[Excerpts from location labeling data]
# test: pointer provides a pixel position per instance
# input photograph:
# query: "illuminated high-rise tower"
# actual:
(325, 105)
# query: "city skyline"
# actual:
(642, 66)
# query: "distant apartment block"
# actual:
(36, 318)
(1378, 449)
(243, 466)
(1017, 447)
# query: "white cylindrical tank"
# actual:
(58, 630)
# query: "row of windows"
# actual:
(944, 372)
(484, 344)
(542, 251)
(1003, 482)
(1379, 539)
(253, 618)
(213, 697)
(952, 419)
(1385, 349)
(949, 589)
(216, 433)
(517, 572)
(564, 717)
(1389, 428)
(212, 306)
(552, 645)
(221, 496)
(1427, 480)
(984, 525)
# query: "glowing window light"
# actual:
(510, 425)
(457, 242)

==

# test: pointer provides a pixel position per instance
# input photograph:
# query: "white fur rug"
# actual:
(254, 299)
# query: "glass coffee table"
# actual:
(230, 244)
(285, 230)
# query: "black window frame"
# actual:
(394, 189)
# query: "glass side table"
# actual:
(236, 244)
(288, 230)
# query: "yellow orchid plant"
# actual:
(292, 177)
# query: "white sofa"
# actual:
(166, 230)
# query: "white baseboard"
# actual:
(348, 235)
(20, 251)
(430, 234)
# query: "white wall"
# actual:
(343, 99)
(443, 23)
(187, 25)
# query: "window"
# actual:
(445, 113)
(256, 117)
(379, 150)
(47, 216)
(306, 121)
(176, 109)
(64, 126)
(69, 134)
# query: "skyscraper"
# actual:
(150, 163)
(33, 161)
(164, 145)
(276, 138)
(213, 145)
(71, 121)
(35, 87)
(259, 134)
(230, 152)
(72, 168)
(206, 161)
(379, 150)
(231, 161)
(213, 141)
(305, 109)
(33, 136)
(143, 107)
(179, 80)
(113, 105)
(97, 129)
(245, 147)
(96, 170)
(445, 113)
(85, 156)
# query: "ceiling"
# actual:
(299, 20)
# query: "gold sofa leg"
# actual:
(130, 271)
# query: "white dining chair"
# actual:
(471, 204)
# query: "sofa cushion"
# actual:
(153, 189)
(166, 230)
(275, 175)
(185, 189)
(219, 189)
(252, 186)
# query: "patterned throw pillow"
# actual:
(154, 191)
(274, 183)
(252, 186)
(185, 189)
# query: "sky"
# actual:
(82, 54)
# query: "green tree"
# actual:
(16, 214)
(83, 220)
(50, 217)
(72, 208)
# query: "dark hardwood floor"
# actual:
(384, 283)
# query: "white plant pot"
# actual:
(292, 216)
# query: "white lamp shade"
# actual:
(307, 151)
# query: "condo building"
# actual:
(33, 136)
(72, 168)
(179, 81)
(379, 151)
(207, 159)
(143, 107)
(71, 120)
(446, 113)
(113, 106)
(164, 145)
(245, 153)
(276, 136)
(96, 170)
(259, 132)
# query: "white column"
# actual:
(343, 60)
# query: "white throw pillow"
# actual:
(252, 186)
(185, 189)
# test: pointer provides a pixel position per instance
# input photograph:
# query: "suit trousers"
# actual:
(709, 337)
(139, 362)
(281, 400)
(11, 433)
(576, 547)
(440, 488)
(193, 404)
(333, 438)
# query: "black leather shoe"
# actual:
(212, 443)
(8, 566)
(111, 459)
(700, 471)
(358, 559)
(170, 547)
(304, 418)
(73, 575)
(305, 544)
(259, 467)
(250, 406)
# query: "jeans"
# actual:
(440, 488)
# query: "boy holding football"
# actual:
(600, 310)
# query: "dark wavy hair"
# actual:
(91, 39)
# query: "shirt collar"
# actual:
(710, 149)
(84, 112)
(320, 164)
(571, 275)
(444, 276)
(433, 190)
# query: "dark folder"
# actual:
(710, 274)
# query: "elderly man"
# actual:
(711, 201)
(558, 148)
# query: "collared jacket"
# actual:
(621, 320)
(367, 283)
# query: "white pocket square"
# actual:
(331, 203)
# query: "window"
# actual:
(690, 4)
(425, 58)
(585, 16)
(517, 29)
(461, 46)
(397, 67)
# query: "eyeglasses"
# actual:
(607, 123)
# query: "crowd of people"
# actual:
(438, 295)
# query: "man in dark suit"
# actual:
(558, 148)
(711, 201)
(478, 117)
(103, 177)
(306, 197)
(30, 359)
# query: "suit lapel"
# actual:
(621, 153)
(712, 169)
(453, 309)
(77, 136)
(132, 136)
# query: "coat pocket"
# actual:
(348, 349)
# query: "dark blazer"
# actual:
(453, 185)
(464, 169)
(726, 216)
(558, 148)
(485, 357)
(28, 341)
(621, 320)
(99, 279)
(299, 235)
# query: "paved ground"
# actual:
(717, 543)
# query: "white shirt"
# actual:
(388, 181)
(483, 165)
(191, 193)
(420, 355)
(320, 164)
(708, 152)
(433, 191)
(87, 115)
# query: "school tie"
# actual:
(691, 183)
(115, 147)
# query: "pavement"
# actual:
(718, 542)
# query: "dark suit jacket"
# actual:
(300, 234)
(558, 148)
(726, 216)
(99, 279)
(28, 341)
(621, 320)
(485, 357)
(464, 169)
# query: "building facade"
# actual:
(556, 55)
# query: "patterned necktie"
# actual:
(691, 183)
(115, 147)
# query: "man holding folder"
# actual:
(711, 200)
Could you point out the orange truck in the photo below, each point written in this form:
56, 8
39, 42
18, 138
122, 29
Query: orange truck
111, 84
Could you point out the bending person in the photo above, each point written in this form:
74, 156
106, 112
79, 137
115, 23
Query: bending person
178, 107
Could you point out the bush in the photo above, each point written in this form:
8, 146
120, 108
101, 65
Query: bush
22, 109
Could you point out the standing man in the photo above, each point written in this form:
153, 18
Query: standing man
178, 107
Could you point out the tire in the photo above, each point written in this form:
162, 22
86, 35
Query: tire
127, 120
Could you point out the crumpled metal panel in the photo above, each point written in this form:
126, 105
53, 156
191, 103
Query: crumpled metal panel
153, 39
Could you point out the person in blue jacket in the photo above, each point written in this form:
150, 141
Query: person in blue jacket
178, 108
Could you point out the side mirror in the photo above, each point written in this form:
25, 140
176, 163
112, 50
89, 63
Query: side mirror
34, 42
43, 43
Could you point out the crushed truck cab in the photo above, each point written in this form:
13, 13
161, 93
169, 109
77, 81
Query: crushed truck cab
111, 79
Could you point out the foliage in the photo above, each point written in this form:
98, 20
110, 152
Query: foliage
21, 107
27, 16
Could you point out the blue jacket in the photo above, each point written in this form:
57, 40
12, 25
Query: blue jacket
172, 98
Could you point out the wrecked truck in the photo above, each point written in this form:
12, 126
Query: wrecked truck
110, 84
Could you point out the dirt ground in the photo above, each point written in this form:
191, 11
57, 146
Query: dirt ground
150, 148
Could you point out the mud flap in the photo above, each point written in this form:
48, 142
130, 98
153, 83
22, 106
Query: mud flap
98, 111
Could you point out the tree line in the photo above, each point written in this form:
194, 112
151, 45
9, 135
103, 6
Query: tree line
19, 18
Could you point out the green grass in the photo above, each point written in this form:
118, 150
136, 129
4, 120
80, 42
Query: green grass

* What to work on
Which lines of the listing above contain the word "ground"? Copy each of them out in full.

* Reply
# query: "paved ground"
Could you point out the dirt ground in the photo above, each point written in this form:
Query: dirt ground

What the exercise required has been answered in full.